◆ Exercise instructions:
Reproduce the data lines exactly as they appear, beginning at the line that contains "What part of this image shows the utility" and ending at the line that contains "top-left (39, 58), bottom-right (56, 68)", with both of those lines included.

◆ Material for the task:
**********
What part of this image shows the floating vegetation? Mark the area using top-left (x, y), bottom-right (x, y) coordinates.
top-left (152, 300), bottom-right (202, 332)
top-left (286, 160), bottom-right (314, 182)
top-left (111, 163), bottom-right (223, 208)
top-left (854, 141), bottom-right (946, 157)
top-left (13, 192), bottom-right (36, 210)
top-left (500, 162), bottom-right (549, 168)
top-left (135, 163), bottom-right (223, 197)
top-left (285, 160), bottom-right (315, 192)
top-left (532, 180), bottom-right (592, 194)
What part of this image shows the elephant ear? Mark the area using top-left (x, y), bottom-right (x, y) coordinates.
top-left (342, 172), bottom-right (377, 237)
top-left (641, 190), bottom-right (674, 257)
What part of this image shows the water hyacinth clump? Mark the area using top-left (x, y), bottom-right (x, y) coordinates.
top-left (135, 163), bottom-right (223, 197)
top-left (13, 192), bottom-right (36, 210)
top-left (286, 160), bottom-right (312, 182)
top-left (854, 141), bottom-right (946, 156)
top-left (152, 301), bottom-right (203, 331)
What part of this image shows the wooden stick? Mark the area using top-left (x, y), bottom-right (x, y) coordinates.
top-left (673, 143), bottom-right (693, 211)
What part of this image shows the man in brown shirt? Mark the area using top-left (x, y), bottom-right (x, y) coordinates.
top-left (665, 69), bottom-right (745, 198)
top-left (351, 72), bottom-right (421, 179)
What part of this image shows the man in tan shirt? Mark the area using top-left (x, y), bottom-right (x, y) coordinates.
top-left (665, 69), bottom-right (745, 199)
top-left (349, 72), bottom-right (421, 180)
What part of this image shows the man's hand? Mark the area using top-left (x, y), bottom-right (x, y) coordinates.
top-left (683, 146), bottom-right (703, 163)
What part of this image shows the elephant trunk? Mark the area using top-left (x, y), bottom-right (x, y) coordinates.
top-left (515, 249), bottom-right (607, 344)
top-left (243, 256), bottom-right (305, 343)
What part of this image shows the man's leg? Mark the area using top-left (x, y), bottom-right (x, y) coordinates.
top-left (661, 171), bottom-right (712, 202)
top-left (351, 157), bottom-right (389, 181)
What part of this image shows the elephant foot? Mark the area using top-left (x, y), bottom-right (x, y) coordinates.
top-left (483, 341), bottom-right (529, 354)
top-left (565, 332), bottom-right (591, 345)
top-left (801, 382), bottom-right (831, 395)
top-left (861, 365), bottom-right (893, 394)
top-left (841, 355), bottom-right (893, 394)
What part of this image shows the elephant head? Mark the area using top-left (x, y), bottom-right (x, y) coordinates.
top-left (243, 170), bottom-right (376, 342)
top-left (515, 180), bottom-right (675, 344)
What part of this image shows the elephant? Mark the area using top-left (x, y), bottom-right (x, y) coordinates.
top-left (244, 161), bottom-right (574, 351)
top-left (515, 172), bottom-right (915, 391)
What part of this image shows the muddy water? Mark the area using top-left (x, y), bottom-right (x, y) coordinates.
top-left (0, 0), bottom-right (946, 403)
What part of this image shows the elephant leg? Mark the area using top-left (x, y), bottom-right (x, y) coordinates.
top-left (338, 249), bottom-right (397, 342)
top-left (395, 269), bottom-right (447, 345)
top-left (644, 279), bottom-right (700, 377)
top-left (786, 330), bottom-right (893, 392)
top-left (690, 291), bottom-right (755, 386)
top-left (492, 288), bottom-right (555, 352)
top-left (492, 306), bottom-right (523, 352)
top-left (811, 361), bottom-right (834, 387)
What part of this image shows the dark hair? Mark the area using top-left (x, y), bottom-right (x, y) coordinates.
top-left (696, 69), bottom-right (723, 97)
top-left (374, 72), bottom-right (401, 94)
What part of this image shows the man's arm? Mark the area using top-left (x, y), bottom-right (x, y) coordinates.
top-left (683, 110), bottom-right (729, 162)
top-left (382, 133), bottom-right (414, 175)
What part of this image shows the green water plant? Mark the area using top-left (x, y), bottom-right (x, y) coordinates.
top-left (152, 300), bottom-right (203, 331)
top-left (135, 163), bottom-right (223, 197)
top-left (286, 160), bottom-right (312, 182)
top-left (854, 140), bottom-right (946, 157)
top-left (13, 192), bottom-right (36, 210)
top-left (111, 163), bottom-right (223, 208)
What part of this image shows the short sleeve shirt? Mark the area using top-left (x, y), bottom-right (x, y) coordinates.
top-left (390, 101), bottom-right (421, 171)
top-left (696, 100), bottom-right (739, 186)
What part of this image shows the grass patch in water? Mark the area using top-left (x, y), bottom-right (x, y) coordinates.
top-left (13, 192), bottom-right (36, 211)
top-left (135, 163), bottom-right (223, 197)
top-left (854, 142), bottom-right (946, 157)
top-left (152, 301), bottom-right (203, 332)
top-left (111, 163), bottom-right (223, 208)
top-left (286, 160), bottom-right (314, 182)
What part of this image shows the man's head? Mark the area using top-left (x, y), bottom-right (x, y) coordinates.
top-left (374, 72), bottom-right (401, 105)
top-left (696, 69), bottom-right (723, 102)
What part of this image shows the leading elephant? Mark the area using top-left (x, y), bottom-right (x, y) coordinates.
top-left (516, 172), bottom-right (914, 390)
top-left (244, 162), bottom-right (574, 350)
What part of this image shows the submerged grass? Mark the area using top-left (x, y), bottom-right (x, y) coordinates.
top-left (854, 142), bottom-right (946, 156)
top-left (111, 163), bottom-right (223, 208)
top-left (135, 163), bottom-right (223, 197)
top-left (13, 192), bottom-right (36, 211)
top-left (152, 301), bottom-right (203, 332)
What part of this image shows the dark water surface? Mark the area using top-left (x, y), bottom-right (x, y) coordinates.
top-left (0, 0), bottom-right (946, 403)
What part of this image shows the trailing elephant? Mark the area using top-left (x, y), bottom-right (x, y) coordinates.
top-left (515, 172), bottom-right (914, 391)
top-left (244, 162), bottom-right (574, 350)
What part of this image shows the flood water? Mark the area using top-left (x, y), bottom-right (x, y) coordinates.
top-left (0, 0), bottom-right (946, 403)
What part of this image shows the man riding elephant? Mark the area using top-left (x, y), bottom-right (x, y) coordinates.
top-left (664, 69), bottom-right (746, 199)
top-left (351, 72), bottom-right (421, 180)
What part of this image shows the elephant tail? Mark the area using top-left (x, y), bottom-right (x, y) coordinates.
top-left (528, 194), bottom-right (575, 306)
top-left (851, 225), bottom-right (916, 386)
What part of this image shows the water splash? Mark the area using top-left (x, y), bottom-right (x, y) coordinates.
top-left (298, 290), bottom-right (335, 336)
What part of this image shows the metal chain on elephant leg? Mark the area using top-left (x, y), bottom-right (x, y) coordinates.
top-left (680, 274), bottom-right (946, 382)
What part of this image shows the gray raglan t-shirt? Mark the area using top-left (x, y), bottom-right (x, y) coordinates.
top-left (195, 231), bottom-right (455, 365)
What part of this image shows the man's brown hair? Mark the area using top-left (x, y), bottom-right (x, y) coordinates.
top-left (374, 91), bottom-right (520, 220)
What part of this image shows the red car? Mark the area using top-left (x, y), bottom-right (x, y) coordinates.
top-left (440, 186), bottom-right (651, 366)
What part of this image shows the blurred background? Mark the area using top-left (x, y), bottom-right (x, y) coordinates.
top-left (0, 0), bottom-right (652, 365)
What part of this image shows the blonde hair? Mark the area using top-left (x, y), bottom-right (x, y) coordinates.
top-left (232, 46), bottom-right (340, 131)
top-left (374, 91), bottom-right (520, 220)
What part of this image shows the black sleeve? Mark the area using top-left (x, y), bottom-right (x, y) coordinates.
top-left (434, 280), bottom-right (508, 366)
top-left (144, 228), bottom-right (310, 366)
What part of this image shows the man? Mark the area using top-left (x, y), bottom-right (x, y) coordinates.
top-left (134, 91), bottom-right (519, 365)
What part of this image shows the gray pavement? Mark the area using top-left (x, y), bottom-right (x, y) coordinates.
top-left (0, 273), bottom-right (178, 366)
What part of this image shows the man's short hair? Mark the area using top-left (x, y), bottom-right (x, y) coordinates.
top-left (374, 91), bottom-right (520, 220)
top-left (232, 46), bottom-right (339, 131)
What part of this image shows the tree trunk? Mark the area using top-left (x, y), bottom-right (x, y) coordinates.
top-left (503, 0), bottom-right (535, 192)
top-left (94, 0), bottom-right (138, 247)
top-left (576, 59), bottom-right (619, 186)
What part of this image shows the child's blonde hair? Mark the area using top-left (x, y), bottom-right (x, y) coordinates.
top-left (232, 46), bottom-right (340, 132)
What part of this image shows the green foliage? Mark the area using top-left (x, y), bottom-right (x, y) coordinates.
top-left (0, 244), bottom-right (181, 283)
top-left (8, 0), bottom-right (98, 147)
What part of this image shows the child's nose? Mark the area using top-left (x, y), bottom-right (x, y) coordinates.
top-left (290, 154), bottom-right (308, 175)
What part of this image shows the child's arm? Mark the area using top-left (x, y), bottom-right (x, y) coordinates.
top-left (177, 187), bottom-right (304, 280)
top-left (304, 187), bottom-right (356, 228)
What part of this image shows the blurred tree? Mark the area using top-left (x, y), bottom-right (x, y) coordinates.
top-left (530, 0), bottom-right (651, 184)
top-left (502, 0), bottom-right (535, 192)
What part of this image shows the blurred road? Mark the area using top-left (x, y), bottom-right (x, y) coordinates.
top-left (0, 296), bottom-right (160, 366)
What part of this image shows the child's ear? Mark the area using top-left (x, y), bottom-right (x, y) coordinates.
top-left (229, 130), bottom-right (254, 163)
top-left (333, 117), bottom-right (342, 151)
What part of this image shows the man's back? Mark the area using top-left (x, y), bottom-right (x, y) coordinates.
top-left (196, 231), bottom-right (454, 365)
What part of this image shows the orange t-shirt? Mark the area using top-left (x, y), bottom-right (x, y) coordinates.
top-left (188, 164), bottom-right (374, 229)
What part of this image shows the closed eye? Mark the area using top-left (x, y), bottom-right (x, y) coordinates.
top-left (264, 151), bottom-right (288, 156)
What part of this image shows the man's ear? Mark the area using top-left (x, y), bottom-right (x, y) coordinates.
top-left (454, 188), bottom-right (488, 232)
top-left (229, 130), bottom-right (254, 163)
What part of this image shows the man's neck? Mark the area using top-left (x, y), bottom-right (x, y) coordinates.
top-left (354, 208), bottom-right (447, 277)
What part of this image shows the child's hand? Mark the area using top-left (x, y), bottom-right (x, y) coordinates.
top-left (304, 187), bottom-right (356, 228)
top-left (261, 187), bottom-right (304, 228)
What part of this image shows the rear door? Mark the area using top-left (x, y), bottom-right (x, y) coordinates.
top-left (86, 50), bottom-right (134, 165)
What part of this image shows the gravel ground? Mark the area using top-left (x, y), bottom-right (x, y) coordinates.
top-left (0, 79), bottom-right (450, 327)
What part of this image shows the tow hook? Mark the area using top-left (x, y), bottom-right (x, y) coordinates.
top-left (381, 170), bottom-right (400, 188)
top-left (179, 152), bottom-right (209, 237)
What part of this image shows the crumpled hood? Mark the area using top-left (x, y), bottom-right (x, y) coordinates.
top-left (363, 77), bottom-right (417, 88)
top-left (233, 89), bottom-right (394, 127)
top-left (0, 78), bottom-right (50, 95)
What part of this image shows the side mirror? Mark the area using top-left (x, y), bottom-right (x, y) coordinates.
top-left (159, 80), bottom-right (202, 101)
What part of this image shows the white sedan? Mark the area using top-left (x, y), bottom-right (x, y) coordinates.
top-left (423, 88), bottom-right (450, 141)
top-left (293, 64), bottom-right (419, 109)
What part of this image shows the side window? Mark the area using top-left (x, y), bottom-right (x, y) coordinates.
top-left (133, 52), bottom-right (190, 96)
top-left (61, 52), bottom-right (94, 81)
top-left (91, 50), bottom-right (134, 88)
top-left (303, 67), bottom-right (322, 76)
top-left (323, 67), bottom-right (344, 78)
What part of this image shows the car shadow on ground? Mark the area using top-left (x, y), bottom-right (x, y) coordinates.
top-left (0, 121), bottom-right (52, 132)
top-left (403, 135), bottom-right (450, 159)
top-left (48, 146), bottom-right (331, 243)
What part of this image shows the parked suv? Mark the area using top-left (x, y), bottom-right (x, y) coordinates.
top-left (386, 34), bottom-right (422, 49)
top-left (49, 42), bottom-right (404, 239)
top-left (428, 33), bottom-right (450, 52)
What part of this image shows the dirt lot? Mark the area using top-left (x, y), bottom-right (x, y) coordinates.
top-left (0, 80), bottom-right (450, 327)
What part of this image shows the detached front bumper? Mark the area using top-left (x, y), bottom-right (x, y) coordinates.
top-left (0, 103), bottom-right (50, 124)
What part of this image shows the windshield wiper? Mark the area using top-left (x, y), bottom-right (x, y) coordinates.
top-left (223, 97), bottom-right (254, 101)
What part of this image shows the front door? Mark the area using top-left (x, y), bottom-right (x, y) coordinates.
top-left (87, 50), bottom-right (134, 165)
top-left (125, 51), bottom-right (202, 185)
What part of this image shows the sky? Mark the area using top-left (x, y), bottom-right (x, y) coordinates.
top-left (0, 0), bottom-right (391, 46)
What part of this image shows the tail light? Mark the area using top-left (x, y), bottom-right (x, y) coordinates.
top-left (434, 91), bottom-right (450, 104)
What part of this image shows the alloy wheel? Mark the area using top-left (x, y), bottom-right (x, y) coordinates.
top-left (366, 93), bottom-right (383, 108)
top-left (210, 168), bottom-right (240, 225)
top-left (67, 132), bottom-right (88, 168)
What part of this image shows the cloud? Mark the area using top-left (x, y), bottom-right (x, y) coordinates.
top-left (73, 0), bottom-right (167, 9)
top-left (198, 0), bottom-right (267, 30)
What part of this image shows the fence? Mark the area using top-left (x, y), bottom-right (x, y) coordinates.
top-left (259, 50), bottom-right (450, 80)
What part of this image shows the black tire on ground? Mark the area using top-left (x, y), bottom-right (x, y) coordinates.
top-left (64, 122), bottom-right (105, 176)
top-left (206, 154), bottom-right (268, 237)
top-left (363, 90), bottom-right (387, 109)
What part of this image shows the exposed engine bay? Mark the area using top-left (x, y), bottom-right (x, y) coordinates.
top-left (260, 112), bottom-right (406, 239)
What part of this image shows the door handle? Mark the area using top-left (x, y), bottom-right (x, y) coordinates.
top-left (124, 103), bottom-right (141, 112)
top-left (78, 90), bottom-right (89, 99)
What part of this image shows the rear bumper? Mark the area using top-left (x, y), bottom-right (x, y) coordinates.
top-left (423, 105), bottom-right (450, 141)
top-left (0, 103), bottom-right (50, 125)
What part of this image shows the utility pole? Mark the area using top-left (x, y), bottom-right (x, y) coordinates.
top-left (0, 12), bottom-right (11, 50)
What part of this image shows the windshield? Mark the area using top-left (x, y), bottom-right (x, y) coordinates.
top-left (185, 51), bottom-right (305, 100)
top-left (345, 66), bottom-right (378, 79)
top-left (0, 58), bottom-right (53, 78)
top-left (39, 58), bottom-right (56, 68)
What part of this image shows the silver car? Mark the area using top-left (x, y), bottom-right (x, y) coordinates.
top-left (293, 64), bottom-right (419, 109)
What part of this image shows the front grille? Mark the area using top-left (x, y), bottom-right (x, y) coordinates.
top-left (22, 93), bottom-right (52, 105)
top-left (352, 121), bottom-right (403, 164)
**********
◆ Response:
What part of this image shows the utility pole? Mark the area using top-left (x, y), bottom-right (x, y) coordinates.
top-left (0, 12), bottom-right (11, 50)
What part of this image shows the windshield? Mark the area using top-left (x, y), bottom-right (x, y) coordinates.
top-left (185, 51), bottom-right (305, 100)
top-left (345, 66), bottom-right (378, 79)
top-left (0, 58), bottom-right (53, 78)
top-left (39, 58), bottom-right (56, 68)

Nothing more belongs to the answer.